EXERCISE PROMPT. Convert the lines below into a JSON list of strings, one string per line, skipping blank lines. Leave the pictures out.

DATA TO PROCESS.
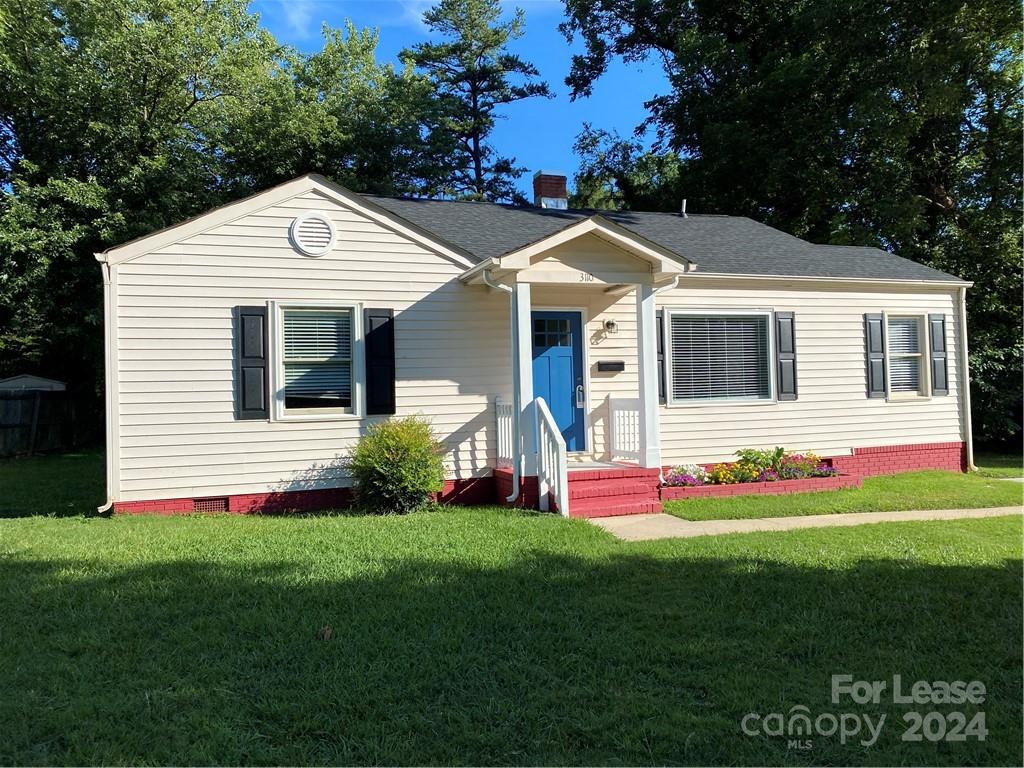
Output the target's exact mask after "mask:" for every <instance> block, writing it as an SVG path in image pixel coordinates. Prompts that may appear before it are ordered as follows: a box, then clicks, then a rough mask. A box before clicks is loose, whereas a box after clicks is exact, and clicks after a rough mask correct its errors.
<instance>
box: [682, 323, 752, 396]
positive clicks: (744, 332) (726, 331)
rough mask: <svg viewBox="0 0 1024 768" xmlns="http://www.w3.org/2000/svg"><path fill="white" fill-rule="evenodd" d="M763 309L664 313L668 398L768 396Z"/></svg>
mask: <svg viewBox="0 0 1024 768" xmlns="http://www.w3.org/2000/svg"><path fill="white" fill-rule="evenodd" d="M769 319H770V315H769V313H768V312H742V313H739V312H737V313H730V314H709V313H689V312H672V311H670V312H669V339H670V345H669V351H670V357H671V366H670V371H671V376H670V395H671V397H670V399H671V401H673V402H697V401H706V400H718V399H729V400H769V399H771V397H772V391H771V365H770V361H769V357H770V353H771V332H770V326H769Z"/></svg>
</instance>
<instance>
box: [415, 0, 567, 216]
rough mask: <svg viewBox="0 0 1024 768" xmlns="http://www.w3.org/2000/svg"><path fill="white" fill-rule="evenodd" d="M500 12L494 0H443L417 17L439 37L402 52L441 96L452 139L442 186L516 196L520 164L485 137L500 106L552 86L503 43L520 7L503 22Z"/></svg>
mask: <svg viewBox="0 0 1024 768" xmlns="http://www.w3.org/2000/svg"><path fill="white" fill-rule="evenodd" d="M501 12H502V9H501V3H500V0H441V2H440V3H438V4H437V5H436V6H434V7H433V8H431V9H430V10H428V11H427V12H426V13H424V14H423V18H424V20H425V22H426V24H427V26H428V27H429V28H430V29H431V30H432V31H433V32H435V33H438V34H440V35H442V36H443V37H444V38H446V39H445V41H444V42H439V43H432V42H431V43H420V44H419V45H416V46H414V47H413V48H411V49H409V50H406V51H403V53H402V55H403V56H404V57H407V58H408V59H409V60H411V61H413V62H414V63H415V65H416V67H418V68H419V69H420V70H422V71H423V72H425V73H426V74H427V75H428V76H429V77H430V80H431V82H432V83H433V85H434V88H435V90H436V92H437V94H438V95H439V96H440V97H441V99H443V105H444V109H445V123H444V125H445V128H446V129H447V130H449V131H450V132H451V135H452V136H453V138H454V139H455V145H454V146H453V147H452V157H451V170H450V174H449V176H447V178H446V181H445V184H444V191H445V193H446V194H449V195H452V196H456V197H461V198H467V199H472V200H489V201H500V200H513V201H517V202H522V196H521V195H519V193H517V191H516V187H515V179H517V178H518V177H519V176H521V175H522V174H523V171H524V169H522V168H517V167H516V166H515V159H514V158H505V157H501V156H500V155H499V154H498V153H497V151H496V150H495V147H494V146H493V145H492V144H490V143H489V142H488V141H487V138H488V136H489V134H490V132H492V130H493V129H494V126H495V120H496V118H497V117H498V116H497V114H496V111H497V110H498V109H499V108H501V106H503V105H505V104H509V103H513V102H515V101H519V100H522V99H524V98H530V97H532V96H544V97H548V96H550V95H551V93H550V91H549V89H548V85H547V83H545V82H538V81H537V80H536V78H538V77H540V73H539V72H538V71H537V68H536V67H534V66H532V65H531V63H528V62H526V61H523V60H522V59H521V58H520V57H519V56H517V55H515V54H513V53H510V52H509V51H508V48H507V46H508V44H509V43H510V42H512V41H514V40H517V39H519V38H520V37H522V34H523V27H524V22H523V12H522V10H521V9H518V8H517V9H516V10H515V13H514V14H513V16H512V18H511V19H510V20H507V22H502V20H501ZM513 80H515V81H517V82H513Z"/></svg>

SOLUTION FOR THIS EXERCISE.
[
  "Output the target's exact mask after \"mask:\" for every <instance> block, writing it as an SVG path in image pixel coordinates. Prompts that may appear before it are ordered as follows: a box, then clicks, then a rough mask. A box before clicks is loose, whereas a box after clicks is exact, and clicks after a rough mask correct its errors.",
  "<instance>",
  "box: [682, 323, 752, 396]",
  "positive clicks: (744, 332) (726, 331)",
  "rough mask: <svg viewBox=\"0 0 1024 768\" xmlns=\"http://www.w3.org/2000/svg\"><path fill=\"white\" fill-rule=\"evenodd\" d=\"M763 309L664 313L668 398L768 396Z\"/></svg>",
  "mask: <svg viewBox=\"0 0 1024 768\" xmlns=\"http://www.w3.org/2000/svg\"><path fill=\"white\" fill-rule=\"evenodd\" d=\"M769 319H770V315H769V313H768V312H742V313H739V312H737V313H730V314H709V313H689V312H672V311H670V312H669V339H670V345H669V351H670V357H671V366H670V371H671V376H670V395H671V397H670V399H671V401H673V402H697V401H706V400H718V399H729V400H769V399H771V397H772V391H771V365H770V361H769V357H770V353H771V332H770V326H769Z\"/></svg>",
  "</instance>",
  "<instance>",
  "box: [415, 0, 567, 216]",
  "rough mask: <svg viewBox=\"0 0 1024 768\" xmlns=\"http://www.w3.org/2000/svg\"><path fill=\"white\" fill-rule=\"evenodd\" d=\"M500 12L494 0H443L417 17L439 37L402 52L441 96L452 139L442 186L516 196L520 164L485 137L500 106L552 86L503 43L520 7L503 22Z\"/></svg>",
  "mask: <svg viewBox=\"0 0 1024 768\" xmlns=\"http://www.w3.org/2000/svg\"><path fill=\"white\" fill-rule=\"evenodd\" d=\"M501 12H502V9H501V3H500V0H441V2H440V3H438V4H437V5H436V6H434V7H433V8H431V9H430V10H428V11H427V12H426V13H424V14H423V18H424V20H425V22H426V24H427V26H428V27H429V28H430V29H431V30H432V31H433V32H435V33H438V34H440V35H442V36H443V37H444V38H446V39H445V41H444V42H439V43H432V42H431V43H420V44H419V45H416V46H414V47H413V48H411V49H409V50H406V51H403V53H402V55H403V56H404V57H407V58H408V59H409V60H411V61H413V62H414V63H415V65H416V67H418V68H419V69H420V70H422V71H423V72H425V73H426V74H427V75H428V76H429V77H430V80H431V82H432V83H433V85H434V88H435V90H436V92H437V94H438V95H439V96H440V97H441V99H443V105H444V109H445V123H444V125H445V128H446V129H447V130H449V131H450V132H451V135H452V136H453V138H454V139H455V145H454V146H453V147H452V157H451V170H450V174H449V176H447V178H446V181H445V184H444V191H445V193H446V194H449V195H452V196H456V197H461V198H467V199H472V200H489V201H500V200H513V201H517V202H522V196H521V195H519V193H517V191H516V187H515V179H517V178H518V177H519V176H521V175H522V174H523V171H524V169H522V168H517V167H516V166H515V159H514V158H505V157H501V156H500V155H499V154H498V153H497V151H496V150H495V147H494V146H493V145H492V144H490V143H489V142H488V141H487V138H488V136H489V134H490V132H492V130H493V129H494V126H495V120H496V118H497V117H498V116H497V114H496V111H497V110H498V109H499V108H501V106H503V105H505V104H509V103H513V102H515V101H519V100H522V99H524V98H530V97H532V96H544V97H548V96H550V95H551V93H550V91H549V89H548V85H547V83H545V82H538V81H537V80H536V78H538V77H540V73H539V72H538V71H537V68H536V67H534V66H532V65H531V63H528V62H526V61H523V60H522V59H521V58H520V57H519V56H517V55H515V54H513V53H510V52H509V51H508V48H507V46H508V44H509V43H510V42H512V41H514V40H517V39H519V38H520V37H522V34H523V27H524V22H523V12H522V10H521V9H518V8H517V9H516V10H515V13H514V14H513V16H512V18H511V19H510V20H507V22H502V20H501ZM513 80H515V81H517V82H513Z\"/></svg>"
]